* _Extracted material_

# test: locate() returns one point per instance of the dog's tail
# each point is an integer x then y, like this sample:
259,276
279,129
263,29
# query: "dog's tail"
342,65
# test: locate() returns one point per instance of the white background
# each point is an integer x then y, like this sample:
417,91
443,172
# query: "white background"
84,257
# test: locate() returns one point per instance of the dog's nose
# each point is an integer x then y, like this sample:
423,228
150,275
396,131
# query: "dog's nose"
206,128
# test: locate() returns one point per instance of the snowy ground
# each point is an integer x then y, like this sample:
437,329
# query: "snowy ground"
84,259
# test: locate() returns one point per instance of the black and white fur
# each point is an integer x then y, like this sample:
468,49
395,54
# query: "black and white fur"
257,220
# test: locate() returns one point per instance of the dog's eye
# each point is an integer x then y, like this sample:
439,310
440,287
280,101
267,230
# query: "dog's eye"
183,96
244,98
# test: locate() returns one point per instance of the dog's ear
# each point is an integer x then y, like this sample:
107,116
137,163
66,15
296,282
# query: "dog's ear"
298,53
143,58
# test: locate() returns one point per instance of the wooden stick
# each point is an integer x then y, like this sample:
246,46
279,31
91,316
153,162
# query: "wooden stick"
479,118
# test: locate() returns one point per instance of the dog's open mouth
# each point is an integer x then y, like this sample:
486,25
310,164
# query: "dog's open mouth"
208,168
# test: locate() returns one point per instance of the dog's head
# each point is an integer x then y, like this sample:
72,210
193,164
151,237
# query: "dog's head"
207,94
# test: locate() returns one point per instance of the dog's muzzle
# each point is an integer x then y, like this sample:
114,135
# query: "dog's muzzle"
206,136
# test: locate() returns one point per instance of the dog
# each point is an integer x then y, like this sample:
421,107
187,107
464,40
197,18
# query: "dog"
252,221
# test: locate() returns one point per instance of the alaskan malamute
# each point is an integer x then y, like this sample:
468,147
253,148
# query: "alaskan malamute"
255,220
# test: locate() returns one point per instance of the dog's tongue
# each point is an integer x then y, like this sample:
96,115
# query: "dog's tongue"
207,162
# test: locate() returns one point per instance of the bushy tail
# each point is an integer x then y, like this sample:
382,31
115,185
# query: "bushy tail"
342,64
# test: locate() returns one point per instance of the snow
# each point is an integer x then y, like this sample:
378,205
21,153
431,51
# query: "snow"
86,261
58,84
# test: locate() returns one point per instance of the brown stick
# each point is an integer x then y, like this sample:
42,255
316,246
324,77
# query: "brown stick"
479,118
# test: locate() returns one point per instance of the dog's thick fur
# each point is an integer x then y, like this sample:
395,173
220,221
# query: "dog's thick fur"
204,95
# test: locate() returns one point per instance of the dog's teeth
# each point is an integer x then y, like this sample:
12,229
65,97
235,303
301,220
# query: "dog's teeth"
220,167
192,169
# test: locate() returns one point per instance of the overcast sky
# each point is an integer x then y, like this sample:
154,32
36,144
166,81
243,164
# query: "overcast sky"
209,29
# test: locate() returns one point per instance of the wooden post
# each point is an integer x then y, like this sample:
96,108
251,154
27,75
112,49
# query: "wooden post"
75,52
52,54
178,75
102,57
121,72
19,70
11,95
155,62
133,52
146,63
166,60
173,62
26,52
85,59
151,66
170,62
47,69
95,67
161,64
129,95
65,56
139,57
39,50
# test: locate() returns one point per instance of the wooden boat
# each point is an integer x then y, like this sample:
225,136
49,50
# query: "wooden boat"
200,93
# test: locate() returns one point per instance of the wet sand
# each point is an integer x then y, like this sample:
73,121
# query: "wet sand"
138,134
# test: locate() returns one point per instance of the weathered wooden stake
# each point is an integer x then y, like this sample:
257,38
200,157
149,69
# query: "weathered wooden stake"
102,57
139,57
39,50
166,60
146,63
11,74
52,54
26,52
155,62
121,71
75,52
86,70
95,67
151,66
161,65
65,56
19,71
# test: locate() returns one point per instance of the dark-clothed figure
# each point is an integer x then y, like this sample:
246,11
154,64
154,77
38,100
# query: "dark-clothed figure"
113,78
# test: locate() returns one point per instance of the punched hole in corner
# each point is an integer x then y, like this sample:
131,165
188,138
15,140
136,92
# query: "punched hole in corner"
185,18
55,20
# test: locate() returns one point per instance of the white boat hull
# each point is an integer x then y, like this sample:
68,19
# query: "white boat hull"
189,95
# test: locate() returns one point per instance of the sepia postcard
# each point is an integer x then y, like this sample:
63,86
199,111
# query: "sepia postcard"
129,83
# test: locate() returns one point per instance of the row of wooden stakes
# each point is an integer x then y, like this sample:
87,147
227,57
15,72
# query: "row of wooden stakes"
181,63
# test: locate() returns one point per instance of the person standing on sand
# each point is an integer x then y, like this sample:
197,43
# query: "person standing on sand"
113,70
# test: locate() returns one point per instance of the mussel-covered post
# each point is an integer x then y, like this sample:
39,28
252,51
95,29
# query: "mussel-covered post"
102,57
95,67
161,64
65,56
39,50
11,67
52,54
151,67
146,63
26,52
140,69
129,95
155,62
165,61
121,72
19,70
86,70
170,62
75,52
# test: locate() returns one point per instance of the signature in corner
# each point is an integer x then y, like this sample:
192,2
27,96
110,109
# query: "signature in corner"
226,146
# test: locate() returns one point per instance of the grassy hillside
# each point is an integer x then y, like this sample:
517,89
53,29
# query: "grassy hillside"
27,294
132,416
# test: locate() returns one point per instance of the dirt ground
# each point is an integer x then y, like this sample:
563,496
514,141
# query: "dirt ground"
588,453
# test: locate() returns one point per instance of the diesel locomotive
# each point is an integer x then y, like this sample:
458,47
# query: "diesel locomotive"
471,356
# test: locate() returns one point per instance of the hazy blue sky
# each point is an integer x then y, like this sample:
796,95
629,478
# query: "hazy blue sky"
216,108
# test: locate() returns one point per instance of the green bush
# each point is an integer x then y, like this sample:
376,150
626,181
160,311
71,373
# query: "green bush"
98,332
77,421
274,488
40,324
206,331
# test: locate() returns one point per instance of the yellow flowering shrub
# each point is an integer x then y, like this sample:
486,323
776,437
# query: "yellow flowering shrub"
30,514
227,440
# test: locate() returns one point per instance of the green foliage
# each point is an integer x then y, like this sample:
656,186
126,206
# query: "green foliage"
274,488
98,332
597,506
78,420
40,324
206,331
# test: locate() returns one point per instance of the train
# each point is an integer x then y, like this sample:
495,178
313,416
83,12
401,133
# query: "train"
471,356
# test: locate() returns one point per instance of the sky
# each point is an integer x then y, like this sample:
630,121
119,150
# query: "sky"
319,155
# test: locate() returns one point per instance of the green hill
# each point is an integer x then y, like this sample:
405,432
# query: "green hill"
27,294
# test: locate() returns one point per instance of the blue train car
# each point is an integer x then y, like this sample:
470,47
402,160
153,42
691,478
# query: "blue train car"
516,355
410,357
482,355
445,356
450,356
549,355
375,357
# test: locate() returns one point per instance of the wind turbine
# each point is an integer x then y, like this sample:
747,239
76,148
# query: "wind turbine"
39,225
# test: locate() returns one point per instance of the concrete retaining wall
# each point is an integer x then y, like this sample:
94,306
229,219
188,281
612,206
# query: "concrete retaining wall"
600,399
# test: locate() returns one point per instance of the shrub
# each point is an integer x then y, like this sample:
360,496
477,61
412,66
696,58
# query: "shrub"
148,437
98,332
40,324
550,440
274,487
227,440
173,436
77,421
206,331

* _Problem description_
With no word added or dropped, repeat the entire listing.

* _Problem solution_
# test: locate() returns one point per instance of the dog's tail
# each point is an integer x then y, like this sample:
259,276
279,129
263,29
# query: "dog's tail"
342,65
# test: locate() returns one point per instance of the white background
# each point is an integer x then y, like this sample:
417,91
443,172
# query: "white background"
84,257
# test: locate() returns one point per instance of the dog's nose
# each point is an integer x then y, like this sample:
423,228
150,275
396,131
# query: "dog's nose"
206,128
# test: locate() returns one point per instance of the snowy ground
# each point is an integer x then y, like this sample:
437,329
# query: "snowy ground"
84,259
# test: locate() returns one point per instance of the black and white fur
# each point is an integer x then y, like this sample:
468,49
395,54
# query: "black and white fur"
257,220
# test: locate() returns one point per instance of the dog's eye
# each point is an integer x then y, like this sample:
439,310
440,287
280,101
267,230
# query: "dog's eye"
183,96
244,98
# test: locate() returns one point per instance of the dog's ear
# each point is an integer x then y, like this sample:
107,116
137,163
66,15
296,282
# query: "dog's ear"
298,53
143,58
# test: locate() returns one point per instance of the wooden stick
# each point is an integer x then y, like this sample:
246,46
279,31
91,316
153,162
# query: "wooden stick"
479,118
# test: locate() returns one point per instance of the dog's open mouth
# each point is an integer x then y, like this sample:
486,25
310,164
# query: "dog's open mouth"
208,168
# test: locate() returns one point per instance of the dog's head
# each point is an integer x then y, like this sample:
72,210
193,164
151,237
# query: "dog's head"
207,94
# test: locate() returns one point per instance of the dog's muzzle
# each point is an integer x then y, like this sample:
114,135
# query: "dog's muzzle"
206,136
# test: locate() returns one point per instance of the dog
# each point is an integer x then y, like this sample:
421,107
187,107
464,40
197,18
# query: "dog"
252,221
# test: locate() returns one point per instance of the alaskan malamute
# each point is an integer x then y, like this sample:
468,147
253,148
# query: "alaskan malamute"
255,220
# test: locate() returns one point per instance of the dog's tongue
# each point is an integer x then y, like this sample:
96,115
# query: "dog's tongue"
207,162
# test: locate() returns one point per instance of the bushy tail
# each point is an integer x then y, like this sample:
382,31
115,185
# query: "bushy tail"
342,64
# test: locate() returns one point per instance of the snow
# each point is an integer x then y, like this sample:
378,205
21,153
431,51
# query: "snow"
86,261
58,84
# test: locate() returns one point per instance of the brown stick
# each point is an integer x then y, like this sample:
42,255
316,246
324,77
# query: "brown stick"
479,118
# test: locate() returns one point per instance of the dog's thick fur
# each point is an integer x then y, like this sample:
395,173
220,221
# query: "dog's thick fur"
204,95
# test: locate() returns one point per instance of the dog's teeth
# each point is an integer x then y, like this sample:
12,229
65,97
235,303
301,220
# query: "dog's teeth"
220,167
192,169
# test: locate() returns one point per instance of the overcast sky
# each point is an integer x then y, like this sample:
154,32
36,144
166,81
243,164
# query: "overcast sky"
209,29
# test: locate() returns one point per instance of the wooden post
# each point is an integer x then y, like this sample:
96,108
251,154
27,75
112,49
# query: "wooden post"
75,52
52,54
178,75
102,57
121,72
19,70
11,95
155,62
133,52
146,63
166,60
173,62
26,52
85,59
151,66
170,62
47,69
95,67
161,64
129,95
65,56
139,57
39,50
# test: locate() returns one point per instance of the wooden boat
# each point is an integer x then y, like this sample:
225,136
49,50
# query: "wooden boat"
200,93
# test: locate() returns one point per instance of the wet sand
# each point is an integer x then y, like this sample:
73,121
# query: "wet sand"
138,134
# test: locate() returns one point per instance of the weathered wooden stake
# each point is an integer x then y, like this sample:
257,38
200,157
149,69
# query: "weathered wooden stake"
102,57
139,57
39,50
166,60
146,63
11,74
52,54
26,52
155,62
121,71
75,52
86,70
95,67
151,66
161,65
65,56
19,71
# test: locate() returns one point per instance of the dark-clothed figure
# each point is an integer x then y, like this sample:
246,11
154,64
154,77
38,100
# query: "dark-clothed figure"
113,78
# test: locate() returns one point per instance of the punched hole in corner
# each point is an integer x then y, like this sample:
131,165
188,138
15,140
136,92
# query: "punched hole in corner"
185,18
55,20
# test: locate() returns one point per instance of the white boat hull
# each point is an integer x then y, like this sample:
68,19
# query: "white boat hull"
189,95
# test: locate() returns one point per instance of the sepia postcard
# each point is an integer x then y, like this sample:
63,86
199,111
# query: "sepia postcard"
129,83
# test: locate() returns one point per instance of the row of wooden stakes
# each point is an integer x then y, like this sample:
87,147
227,57
15,72
# query: "row of wooden stakes"
181,63
# test: locate() returns one point per instance of the person standing on sand
# each point is an integer x then y, like this sample:
197,43
# query: "person standing on sand"
113,70
# test: locate() returns one point per instance of the mussel-covered post
# each point is an integer x then y, like this sample:
39,28
252,51
95,29
# query: "mussel-covered post"
102,57
95,67
161,64
65,56
39,50
11,67
52,54
151,67
146,63
26,52
140,69
129,95
155,62
165,61
121,72
19,70
86,70
170,62
75,52
# test: locate() returns one point per instance of the signature in corner
# each point is an integer x then y, like this sample:
192,2
27,96
110,109
# query: "signature in corner"
226,146
# test: locate() returns one point per instance of the grassy hillside
# each point is an integer x then y, like this sample:
517,89
53,29
# query: "grassy hillside"
27,294
132,416
# test: locate() returns one point per instance of the dirt ground
# each point is an integer x then y, like this sample:
563,496
514,141
# query: "dirt ground"
588,453
# test: locate() returns one point per instance of the diesel locomotive
# each point is an integer x then y, like this sample:
458,47
# query: "diesel locomotive"
471,356
# test: locate() returns one point per instance of the hazy blue sky
# each point is an integer x then y, like this sample:
796,95
629,478
# query: "hazy blue sky"
216,108
# test: locate() returns one point per instance of the green bush
# each point is an integer x then y, like this sample:
376,150
626,181
160,311
71,373
# query: "green bush"
98,332
77,421
274,488
40,324
206,331
# test: locate() returns one point per instance of the yellow flowering shrub
# each point is an integer x then y, like this sample:
486,323
776,437
# query: "yellow flowering shrub"
30,514
227,440
# test: locate() returns one point per instance of the green foliage
# each point is an integer x then y, like this sample:
656,186
126,206
# query: "green foliage"
274,488
98,332
597,506
78,420
40,324
206,331
# test: locate() returns one point per instance of the train
# each point is an integer x then y, like this sample:
495,178
313,416
83,12
401,133
# query: "train"
471,356
# test: locate() returns one point per instance of the sky
# each point is an integer x then y, like this sample:
630,121
119,150
# query: "sky"
319,155
# test: locate() returns one point per instance of the green hill
# each point is an integer x then y, like this sample:
405,432
# query: "green hill"
27,294
# test: locate() returns one point per instance of the blue train car
# each point is an integer x then y, like this sample:
470,47
402,160
153,42
691,478
# query: "blue train car"
516,355
410,357
482,355
445,356
450,356
549,355
375,357
# test: locate() returns one point per instance of the wind turbine
# each point is an integer x then y, like this sample:
747,239
76,148
# query: "wind turbine"
39,225
# test: locate() returns one point per instance of the concrete retaining wall
# each point is an integer x then y, like this sample:
94,306
229,219
188,281
612,206
# query: "concrete retaining wall"
600,399
# test: locate() returns one point per instance of the shrub
# each point is an integer x then y, like this sample:
360,496
477,61
412,66
696,58
# query: "shrub"
148,437
98,332
40,324
550,440
274,487
227,440
173,436
77,421
206,331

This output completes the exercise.